BEGIN Source data
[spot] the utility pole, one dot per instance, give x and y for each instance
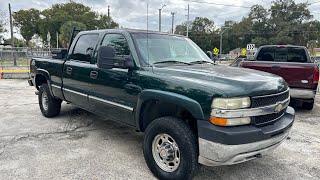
(172, 13)
(160, 17)
(12, 39)
(188, 21)
(57, 39)
(221, 32)
(108, 17)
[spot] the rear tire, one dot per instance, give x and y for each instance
(308, 105)
(171, 149)
(49, 106)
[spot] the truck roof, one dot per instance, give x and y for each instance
(280, 45)
(129, 31)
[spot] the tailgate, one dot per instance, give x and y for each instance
(297, 75)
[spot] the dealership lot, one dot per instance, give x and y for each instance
(80, 145)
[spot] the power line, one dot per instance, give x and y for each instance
(219, 4)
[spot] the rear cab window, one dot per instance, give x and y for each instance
(282, 54)
(84, 48)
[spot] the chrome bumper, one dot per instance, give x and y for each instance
(302, 93)
(216, 154)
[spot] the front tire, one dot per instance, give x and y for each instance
(49, 106)
(171, 149)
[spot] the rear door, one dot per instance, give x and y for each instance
(114, 91)
(291, 63)
(76, 71)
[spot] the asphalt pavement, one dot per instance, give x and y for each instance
(81, 145)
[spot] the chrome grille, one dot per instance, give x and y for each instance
(267, 119)
(267, 100)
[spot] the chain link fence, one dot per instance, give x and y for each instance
(15, 62)
(21, 55)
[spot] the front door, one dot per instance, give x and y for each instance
(114, 93)
(76, 71)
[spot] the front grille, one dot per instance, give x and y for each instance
(267, 100)
(267, 119)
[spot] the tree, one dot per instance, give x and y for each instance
(28, 22)
(2, 29)
(181, 29)
(203, 33)
(17, 42)
(65, 31)
(34, 22)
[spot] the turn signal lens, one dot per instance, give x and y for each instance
(230, 122)
(231, 103)
(218, 121)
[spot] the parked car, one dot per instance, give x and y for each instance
(294, 65)
(164, 85)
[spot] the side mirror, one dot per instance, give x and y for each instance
(107, 59)
(209, 54)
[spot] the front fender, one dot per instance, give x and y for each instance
(189, 104)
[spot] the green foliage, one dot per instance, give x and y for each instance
(201, 32)
(285, 22)
(32, 21)
(66, 30)
(28, 22)
(17, 42)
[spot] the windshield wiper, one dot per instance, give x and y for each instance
(171, 62)
(201, 62)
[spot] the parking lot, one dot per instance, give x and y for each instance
(80, 145)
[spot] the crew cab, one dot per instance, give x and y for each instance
(294, 65)
(190, 110)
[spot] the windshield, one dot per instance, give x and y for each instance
(159, 48)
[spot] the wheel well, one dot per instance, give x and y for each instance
(154, 109)
(40, 79)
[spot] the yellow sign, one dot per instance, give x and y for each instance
(243, 52)
(215, 51)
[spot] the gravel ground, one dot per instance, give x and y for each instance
(80, 145)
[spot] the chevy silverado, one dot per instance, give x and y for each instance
(190, 110)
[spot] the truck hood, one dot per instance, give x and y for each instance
(230, 81)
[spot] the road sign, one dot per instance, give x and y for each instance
(251, 47)
(243, 52)
(48, 36)
(215, 51)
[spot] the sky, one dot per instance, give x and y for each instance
(133, 13)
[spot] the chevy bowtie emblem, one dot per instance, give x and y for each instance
(278, 107)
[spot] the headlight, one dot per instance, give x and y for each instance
(231, 103)
(230, 121)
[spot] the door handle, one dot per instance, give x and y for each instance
(69, 70)
(93, 74)
(275, 67)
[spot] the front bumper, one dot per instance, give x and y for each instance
(302, 93)
(213, 153)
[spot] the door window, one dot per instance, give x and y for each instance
(84, 48)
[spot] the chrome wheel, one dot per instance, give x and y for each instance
(166, 152)
(45, 101)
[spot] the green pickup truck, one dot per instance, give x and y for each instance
(190, 110)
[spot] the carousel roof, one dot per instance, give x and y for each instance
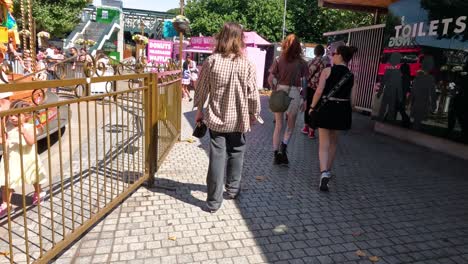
(358, 5)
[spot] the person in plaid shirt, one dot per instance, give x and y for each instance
(315, 68)
(228, 81)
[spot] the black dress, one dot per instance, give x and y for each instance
(337, 114)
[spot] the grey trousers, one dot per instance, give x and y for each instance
(230, 146)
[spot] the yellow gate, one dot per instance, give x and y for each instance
(93, 151)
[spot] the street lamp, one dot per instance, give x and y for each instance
(284, 18)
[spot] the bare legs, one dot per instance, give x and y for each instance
(277, 132)
(291, 123)
(328, 140)
(185, 92)
(6, 198)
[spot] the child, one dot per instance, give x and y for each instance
(27, 62)
(13, 158)
(185, 83)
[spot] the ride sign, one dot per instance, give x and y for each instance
(159, 51)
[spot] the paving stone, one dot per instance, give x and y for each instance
(368, 208)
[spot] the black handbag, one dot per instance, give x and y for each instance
(313, 116)
(200, 130)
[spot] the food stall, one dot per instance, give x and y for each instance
(201, 47)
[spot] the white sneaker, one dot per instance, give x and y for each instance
(324, 179)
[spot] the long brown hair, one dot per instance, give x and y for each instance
(291, 48)
(230, 40)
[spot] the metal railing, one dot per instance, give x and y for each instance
(105, 146)
(365, 63)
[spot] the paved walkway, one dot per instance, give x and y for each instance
(390, 200)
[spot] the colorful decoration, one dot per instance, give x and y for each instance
(181, 24)
(169, 30)
(43, 34)
(87, 42)
(25, 32)
(140, 39)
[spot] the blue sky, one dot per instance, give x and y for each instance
(156, 5)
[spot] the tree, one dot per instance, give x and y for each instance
(304, 17)
(174, 11)
(59, 17)
(311, 21)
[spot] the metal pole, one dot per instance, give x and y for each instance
(179, 99)
(181, 35)
(284, 19)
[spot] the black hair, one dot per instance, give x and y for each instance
(405, 69)
(346, 52)
(319, 50)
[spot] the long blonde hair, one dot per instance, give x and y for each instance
(230, 40)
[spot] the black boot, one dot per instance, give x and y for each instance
(277, 158)
(283, 151)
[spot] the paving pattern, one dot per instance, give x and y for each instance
(390, 201)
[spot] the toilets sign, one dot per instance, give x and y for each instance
(159, 51)
(448, 26)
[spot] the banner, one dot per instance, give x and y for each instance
(159, 51)
(202, 42)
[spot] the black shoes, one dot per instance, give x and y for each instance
(277, 158)
(324, 179)
(281, 156)
(230, 196)
(284, 150)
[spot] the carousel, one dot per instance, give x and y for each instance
(10, 41)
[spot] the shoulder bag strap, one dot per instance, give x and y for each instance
(335, 89)
(294, 77)
(312, 75)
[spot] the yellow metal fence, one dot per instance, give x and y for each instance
(93, 151)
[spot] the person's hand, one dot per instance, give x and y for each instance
(199, 116)
(303, 106)
(253, 120)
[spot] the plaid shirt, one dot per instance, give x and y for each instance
(233, 95)
(315, 68)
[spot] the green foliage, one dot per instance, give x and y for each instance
(312, 21)
(59, 17)
(174, 11)
(304, 17)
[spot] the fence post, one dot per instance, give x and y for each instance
(151, 130)
(179, 109)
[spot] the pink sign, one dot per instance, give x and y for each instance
(159, 51)
(202, 42)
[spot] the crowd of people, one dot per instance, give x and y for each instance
(46, 59)
(227, 85)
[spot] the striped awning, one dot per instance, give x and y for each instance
(358, 5)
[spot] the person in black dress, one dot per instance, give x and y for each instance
(336, 114)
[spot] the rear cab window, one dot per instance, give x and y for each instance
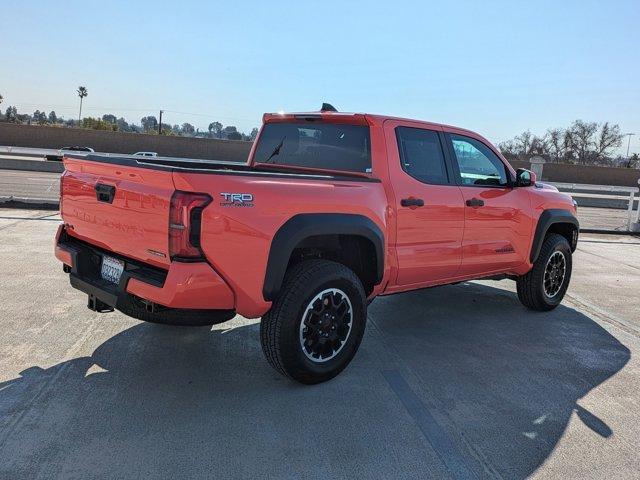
(326, 146)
END Source data
» **Task prompt**
Pictures are not part of the copy; reproduce exactly and only the lines from the line containing "[spot] the pink" through the end of the listing.

» **Completed task**
[spot] the pink sign, one dot per instance, give x and y for each instance
(159, 51)
(202, 42)
[spot] the crowd of people, one dot per instance, give x and y for each instance
(46, 59)
(227, 85)
[spot] the striped awning, one dot per instance, give x and y for each instance
(358, 5)
[spot] the person in black dress, one dot per instance, give x and y for each instance
(336, 114)
[spot] the rear cab window, one dot per instance, give x and y for each instance
(326, 146)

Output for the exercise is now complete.